*** Data extracts
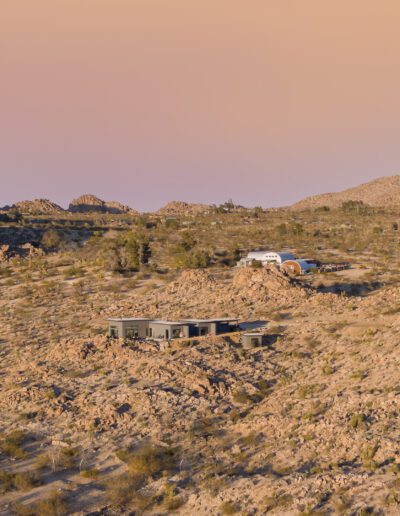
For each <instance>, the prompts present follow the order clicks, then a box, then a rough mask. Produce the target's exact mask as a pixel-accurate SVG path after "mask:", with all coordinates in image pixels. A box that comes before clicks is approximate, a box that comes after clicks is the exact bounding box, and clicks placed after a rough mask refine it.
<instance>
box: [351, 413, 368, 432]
mask: <svg viewBox="0 0 400 516" xmlns="http://www.w3.org/2000/svg"><path fill="white" fill-rule="evenodd" d="M364 421H365V416H364V414H353V415H352V416H351V418H350V428H353V429H354V430H355V429H357V428H361V427H363V425H364Z"/></svg>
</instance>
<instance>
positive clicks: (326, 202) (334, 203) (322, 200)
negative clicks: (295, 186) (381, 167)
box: [291, 175, 400, 210]
mask: <svg viewBox="0 0 400 516" xmlns="http://www.w3.org/2000/svg"><path fill="white" fill-rule="evenodd" d="M346 201H362V202H363V203H364V204H367V205H369V206H375V207H380V206H397V207H398V206H400V175H395V176H388V177H381V178H379V179H375V180H374V181H370V182H368V183H364V184H361V185H359V186H355V187H353V188H349V189H347V190H344V191H342V192H337V193H326V194H321V195H314V196H311V197H306V198H305V199H303V200H301V201H299V202H297V203H295V204H293V205H292V207H291V208H292V209H293V210H303V209H315V208H319V207H321V206H328V207H331V208H337V207H340V206H341V205H342V203H343V202H346Z"/></svg>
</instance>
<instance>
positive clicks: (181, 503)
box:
******
> [Activity] Print every entry above again line for line, leaving out the pictures.

> [Task result]
For each <instance>, the prompts present follow the order clicks, then a box, then a rough mask. Produce the target's exact mask as a pixel-accurate SVG path after "mask:", with all coordinates in image pixels. A box that comes before clicks is approximate, a box that comes after clicks is the exact bounding box, and clicks placed after a rough mask refine it.
<instance>
box: [351, 413, 368, 432]
mask: <svg viewBox="0 0 400 516" xmlns="http://www.w3.org/2000/svg"><path fill="white" fill-rule="evenodd" d="M364 421H365V416H364V414H353V415H352V416H351V418H350V428H353V429H354V430H355V429H357V428H361V427H363V425H364Z"/></svg>
</instance>
<instance>
positive clicks: (326, 202) (334, 203) (322, 200)
negative clicks: (295, 186) (381, 167)
box: [291, 175, 400, 210]
mask: <svg viewBox="0 0 400 516" xmlns="http://www.w3.org/2000/svg"><path fill="white" fill-rule="evenodd" d="M346 201H362V202H363V203H364V204H367V205H369V206H375V207H380V206H397V207H398V206H400V175H395V176H388V177H381V178H379V179H375V180H374V181H370V182H368V183H364V184H361V185H359V186H355V187H353V188H349V189H347V190H344V191H342V192H337V193H326V194H321V195H314V196H311V197H306V198H305V199H303V200H301V201H299V202H297V203H295V204H293V205H292V207H291V208H292V209H293V210H303V209H315V208H319V207H321V206H328V207H331V208H337V207H340V206H341V205H342V203H343V202H346Z"/></svg>
</instance>
<instance>
positive clicks: (181, 503)
box:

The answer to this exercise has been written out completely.